• _과제_
아래 자료에서 "positive"라는 문자열이 들어 있는 줄을 세고, 그 개수만 숫자로 적으시오.
───── 데이터 기록
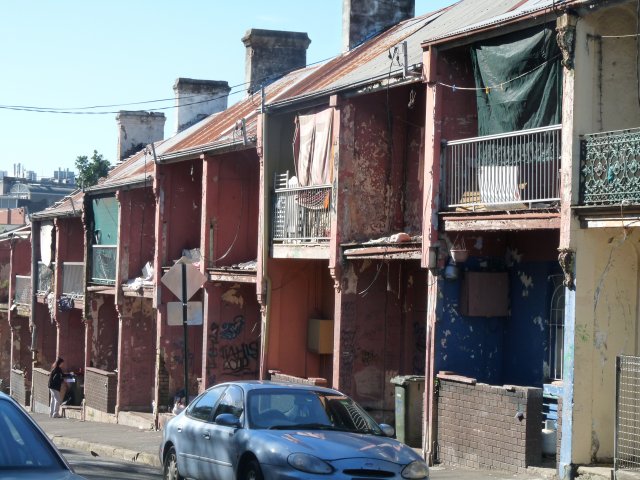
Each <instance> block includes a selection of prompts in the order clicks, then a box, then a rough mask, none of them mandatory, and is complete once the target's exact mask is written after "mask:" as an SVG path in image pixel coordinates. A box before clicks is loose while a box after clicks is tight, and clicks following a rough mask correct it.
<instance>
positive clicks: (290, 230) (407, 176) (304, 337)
mask: <svg viewBox="0 0 640 480" xmlns="http://www.w3.org/2000/svg"><path fill="white" fill-rule="evenodd" d="M344 15H345V21H344V25H345V32H344V40H343V41H344V50H345V51H344V53H343V54H341V55H339V56H337V57H335V58H334V59H332V60H329V61H328V62H325V63H322V64H318V65H311V66H306V49H307V47H308V45H309V42H310V40H309V38H308V37H307V35H306V34H304V33H299V32H298V33H296V32H279V31H269V30H257V29H253V30H249V31H248V32H247V34H246V35H245V37H244V38H243V39H242V41H243V43H244V44H245V46H246V48H247V66H246V72H247V84H248V88H249V92H248V95H247V96H246V97H245V98H244V99H242V100H240V101H239V102H237V103H235V104H234V105H232V106H231V107H229V108H226V98H227V96H228V95H229V94H230V92H229V89H228V86H227V85H226V82H214V81H200V80H190V79H179V80H178V81H177V82H176V84H175V86H174V90H175V91H176V99H177V100H176V101H177V106H178V112H179V113H178V120H177V125H176V129H175V133H174V135H173V136H172V137H170V138H169V139H166V140H163V139H162V133H161V132H162V128H161V127H162V124H163V122H164V117H163V116H161V115H159V114H156V113H142V112H122V113H121V114H120V116H119V130H120V132H121V133H122V136H121V138H122V141H121V143H120V146H119V152H120V154H121V157H122V159H123V160H122V162H121V163H119V164H118V165H117V166H116V167H115V168H114V169H113V170H112V171H111V172H110V174H109V175H108V176H107V178H105V179H103V180H102V181H101V182H100V183H99V184H98V185H97V186H95V187H92V188H90V189H87V190H86V191H85V192H78V193H77V194H75V195H73V196H71V197H70V198H68V199H66V200H65V201H63V202H60V203H59V204H57V205H56V206H54V207H53V208H51V209H49V210H47V211H45V212H43V213H41V214H39V215H37V216H35V215H34V216H33V218H32V221H33V228H32V230H31V232H29V234H30V235H23V236H24V237H29V238H30V240H29V238H22V237H20V238H17V237H16V238H12V239H11V240H9V239H2V240H0V246H3V245H5V243H7V244H10V247H6V250H7V251H10V252H11V253H10V254H8V255H5V256H4V257H2V256H1V255H2V251H3V250H1V249H0V261H4V262H5V264H6V262H8V263H9V265H10V272H11V273H10V277H9V279H10V282H9V299H10V300H11V303H12V304H15V305H16V308H15V309H11V308H8V310H9V311H8V315H7V316H8V323H9V327H10V334H11V338H12V341H11V360H10V365H11V366H16V367H20V368H14V369H12V370H11V388H12V393H13V394H14V395H15V396H17V397H19V398H20V399H21V400H22V401H23V402H24V403H28V402H30V404H31V406H32V408H33V409H34V410H38V409H43V408H45V407H46V404H47V402H48V398H47V396H46V392H47V391H46V384H45V381H46V374H47V365H48V364H50V363H51V362H52V361H53V359H54V358H55V356H56V355H58V354H61V355H63V356H64V357H65V358H66V359H67V366H68V367H69V368H71V369H74V370H76V371H82V372H83V378H82V382H83V385H84V392H83V393H84V398H85V406H84V410H85V415H86V416H87V417H89V418H94V419H101V420H105V421H119V422H127V421H130V420H129V419H130V417H131V415H132V412H140V411H142V412H152V413H153V418H154V422H155V423H156V424H159V423H161V418H162V415H161V412H162V411H163V410H164V409H165V408H166V407H167V406H168V405H169V404H170V403H171V401H172V398H173V395H174V394H175V393H176V392H177V391H179V390H180V389H182V388H183V387H184V379H183V372H184V371H185V364H184V362H185V361H186V362H187V364H186V371H187V373H188V382H189V384H188V387H189V391H190V392H197V391H202V390H203V389H204V388H207V387H208V386H211V385H213V384H214V383H217V382H220V381H225V380H230V379H240V378H247V379H249V378H290V379H295V380H296V381H304V382H307V383H317V384H324V383H326V384H329V385H331V386H334V387H336V388H339V389H341V390H343V391H344V392H345V393H348V394H350V395H352V396H353V397H354V398H355V399H356V400H358V401H359V402H360V403H361V404H362V405H363V406H364V407H365V408H367V409H368V410H369V411H370V412H371V413H372V415H373V416H374V417H375V418H376V420H378V421H384V422H388V423H393V422H394V405H395V396H394V394H395V392H394V386H393V385H392V383H391V379H392V378H393V377H395V376H397V375H411V374H416V375H425V376H426V381H425V386H426V389H425V390H426V391H425V401H424V406H423V409H422V410H423V411H422V412H421V413H422V419H423V420H422V422H421V423H420V425H421V429H420V430H422V431H421V432H420V434H419V435H418V441H417V445H415V446H417V447H422V449H423V451H424V454H425V457H426V458H428V459H429V460H430V461H432V462H435V461H442V462H445V463H450V464H464V465H469V464H470V462H471V463H473V464H474V465H475V466H477V467H482V468H500V469H508V470H513V471H521V470H522V469H524V468H526V467H527V466H530V465H536V464H538V463H540V461H541V430H542V428H543V423H542V422H543V419H546V420H549V421H550V422H552V423H554V424H555V422H556V421H557V423H558V428H559V430H560V425H561V432H559V433H561V435H558V441H557V448H558V455H557V461H558V471H559V473H560V475H561V477H562V478H571V477H572V475H573V472H574V467H575V465H577V464H585V463H590V462H598V461H607V460H610V459H611V458H612V457H613V456H614V449H615V444H614V435H613V427H612V425H613V423H614V422H613V413H612V412H613V411H614V410H615V408H614V407H615V397H616V395H615V365H614V364H615V357H616V355H618V354H629V355H638V346H637V345H638V337H639V333H638V332H639V329H638V318H637V311H638V310H637V305H638V295H637V291H638V288H637V281H638V280H637V252H636V250H637V247H635V246H634V245H636V244H637V242H636V241H634V238H635V236H637V233H636V232H635V231H634V228H633V227H634V225H635V223H634V222H637V219H636V217H637V212H636V210H635V209H634V207H633V206H634V205H637V203H638V198H637V193H636V190H635V187H636V182H635V176H636V173H635V172H636V170H637V169H636V166H635V165H636V163H637V154H636V153H634V152H635V151H636V150H634V148H635V147H634V145H635V143H633V142H635V140H634V139H635V133H636V132H635V131H633V130H620V129H631V128H633V127H635V126H637V123H638V114H639V113H640V112H639V111H638V107H637V102H630V101H628V92H629V91H635V90H634V88H635V87H634V83H633V82H634V81H635V74H634V73H633V72H634V68H635V67H634V65H635V64H634V62H635V60H634V58H635V56H634V55H635V54H634V53H633V51H634V50H633V49H634V42H635V40H634V39H633V38H631V39H629V38H627V37H621V36H620V35H622V34H625V33H628V32H632V31H633V28H634V27H633V25H635V24H634V22H635V16H634V15H635V14H634V10H633V5H632V3H631V2H630V1H609V2H592V1H587V0H581V1H578V0H575V1H565V2H557V1H555V2H554V1H551V0H549V1H548V2H547V1H543V2H540V1H525V2H522V1H519V0H513V1H507V2H500V3H499V4H496V2H488V1H473V0H463V1H461V2H459V3H456V4H455V5H453V6H451V7H448V8H445V9H442V10H440V11H437V12H432V13H429V14H426V15H423V16H420V17H415V18H414V5H413V2H412V1H410V0H403V1H400V2H397V4H396V5H391V4H390V3H389V2H386V1H379V2H378V1H375V0H362V1H355V0H352V1H350V2H349V1H346V2H345V10H344ZM193 96H196V97H197V98H198V99H203V100H210V101H208V102H205V103H200V102H191V101H187V100H185V99H186V98H193ZM203 106H206V108H205V109H204V110H202V108H204V107H203ZM594 132H597V133H594ZM602 132H607V133H602ZM125 134H126V135H125ZM125 138H126V139H127V141H128V142H129V143H125V141H124V139H125ZM634 162H635V163H634ZM19 249H21V250H20V251H22V252H24V253H22V255H18V254H17V253H16V252H18V251H19ZM559 250H560V257H558V251H559ZM25 255H26V257H25ZM183 257H186V260H185V259H184V258H183ZM24 258H28V259H29V258H30V259H31V260H29V261H26V262H25V261H24ZM181 258H183V260H182V261H191V262H194V264H195V265H197V268H198V269H199V271H200V273H202V274H203V275H204V276H205V277H206V282H205V283H204V286H203V288H202V289H201V290H200V291H199V292H198V293H197V294H196V296H195V297H194V298H193V299H192V300H194V301H201V302H202V305H203V307H202V311H201V312H200V313H201V317H202V324H201V325H193V326H189V327H188V332H189V333H188V351H189V356H188V357H187V358H184V356H183V347H184V345H183V337H182V326H181V324H180V323H178V324H174V323H175V319H174V318H173V315H172V313H171V311H172V308H173V307H172V305H171V304H172V303H173V302H175V301H176V300H177V299H176V298H175V297H174V296H173V294H172V293H171V292H170V291H169V290H168V289H167V288H166V287H165V286H164V285H163V284H162V283H161V282H160V281H159V280H160V278H161V277H162V275H163V274H164V273H165V272H166V271H167V270H168V269H169V268H170V267H171V266H172V265H173V264H174V261H177V260H179V259H181ZM3 259H4V260H3ZM29 275H30V276H31V278H32V279H34V280H33V281H30V282H29V281H27V283H29V285H30V287H31V291H32V292H33V293H32V294H30V293H29V292H26V293H24V294H19V292H22V291H23V289H22V290H21V289H20V288H19V287H20V285H19V282H18V280H19V279H22V280H21V281H22V282H23V283H24V284H25V285H26V283H25V281H24V280H23V278H25V277H27V278H28V276H29ZM605 280H606V281H605ZM24 288H26V286H25V287H24ZM0 292H1V290H0ZM25 296H26V298H28V299H29V300H28V301H26V302H25V301H20V299H21V298H23V297H25ZM61 299H63V300H64V301H62V302H60V300H61ZM613 299H615V300H613ZM0 300H1V299H0ZM70 300H73V301H70ZM196 313H197V312H196ZM0 314H1V311H0ZM196 317H198V315H196ZM26 332H29V334H26ZM3 335H4V334H3V331H2V330H0V338H3V337H2V336H3ZM32 360H33V363H31V361H32ZM3 365H4V367H3ZM2 368H5V369H7V366H6V365H5V364H4V363H3V362H2V357H1V356H0V373H2ZM7 371H8V370H7ZM105 386H106V388H105ZM29 394H31V396H32V398H30V399H29ZM475 398H483V399H485V400H486V401H484V402H478V401H475V400H473V401H472V400H471V399H475ZM456 402H459V403H456ZM468 405H472V406H471V407H468ZM486 405H490V407H486ZM463 406H464V408H465V412H464V413H463V414H462V413H460V409H461V408H462V407H463ZM459 415H463V420H464V424H465V425H462V424H461V422H460V418H457V417H459ZM482 418H491V421H492V423H491V425H487V424H486V423H483V422H481V419H482ZM410 421H411V422H413V423H418V419H417V418H416V419H410ZM483 429H484V430H483ZM514 435H516V436H517V437H518V438H521V440H520V441H517V442H513V441H512V440H511V438H512V437H513V436H514ZM485 440H486V441H485ZM505 445H509V448H506V447H504V446H505ZM503 447H504V448H503ZM494 448H498V449H500V450H501V452H502V453H501V454H500V455H499V456H496V455H494ZM488 449H490V451H489V450H488ZM504 451H508V453H506V454H505V453H504ZM474 462H475V463H474Z"/></svg>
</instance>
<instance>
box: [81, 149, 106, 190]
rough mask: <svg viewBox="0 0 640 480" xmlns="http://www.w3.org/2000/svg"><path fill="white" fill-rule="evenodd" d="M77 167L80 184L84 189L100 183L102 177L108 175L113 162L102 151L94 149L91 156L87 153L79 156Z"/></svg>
mask: <svg viewBox="0 0 640 480" xmlns="http://www.w3.org/2000/svg"><path fill="white" fill-rule="evenodd" d="M76 168H77V169H78V184H79V185H80V186H81V187H82V189H85V188H87V187H91V186H93V185H95V184H96V183H98V180H99V179H100V178H102V177H106V176H107V173H109V169H110V168H111V164H110V163H109V160H107V159H106V158H104V157H103V156H102V154H101V153H98V151H97V150H94V151H93V155H92V156H91V158H89V157H87V156H86V155H80V156H78V157H77V158H76Z"/></svg>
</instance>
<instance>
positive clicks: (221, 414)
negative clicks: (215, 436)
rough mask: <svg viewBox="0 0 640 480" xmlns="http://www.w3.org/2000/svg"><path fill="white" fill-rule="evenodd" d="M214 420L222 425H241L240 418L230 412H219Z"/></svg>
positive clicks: (235, 426)
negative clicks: (233, 414) (219, 413)
mask: <svg viewBox="0 0 640 480" xmlns="http://www.w3.org/2000/svg"><path fill="white" fill-rule="evenodd" d="M215 422H216V424H217V425H222V426H223V427H233V428H240V427H241V426H242V425H241V424H240V419H239V418H238V417H236V416H235V415H233V414H231V413H221V414H220V415H218V416H217V417H216V419H215Z"/></svg>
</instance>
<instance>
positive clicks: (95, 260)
mask: <svg viewBox="0 0 640 480" xmlns="http://www.w3.org/2000/svg"><path fill="white" fill-rule="evenodd" d="M92 249H93V257H92V263H91V281H92V282H93V283H98V284H103V285H115V283H116V254H117V250H118V247H117V245H93V246H92Z"/></svg>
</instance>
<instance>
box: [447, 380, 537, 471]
mask: <svg viewBox="0 0 640 480" xmlns="http://www.w3.org/2000/svg"><path fill="white" fill-rule="evenodd" d="M438 380H439V384H440V385H439V393H438V400H437V402H438V419H437V439H438V459H439V460H440V461H441V462H443V463H445V464H448V465H457V466H464V467H469V468H476V469H479V468H484V469H496V470H505V471H510V472H516V473H522V472H524V470H525V468H526V467H527V466H529V465H537V464H539V463H540V461H541V459H542V434H541V424H542V389H540V388H532V387H516V386H511V385H505V386H500V387H498V386H492V385H486V384H482V383H476V380H475V379H473V378H467V377H460V376H456V375H445V374H439V375H438Z"/></svg>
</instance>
──────────
• _과제 풀이_
4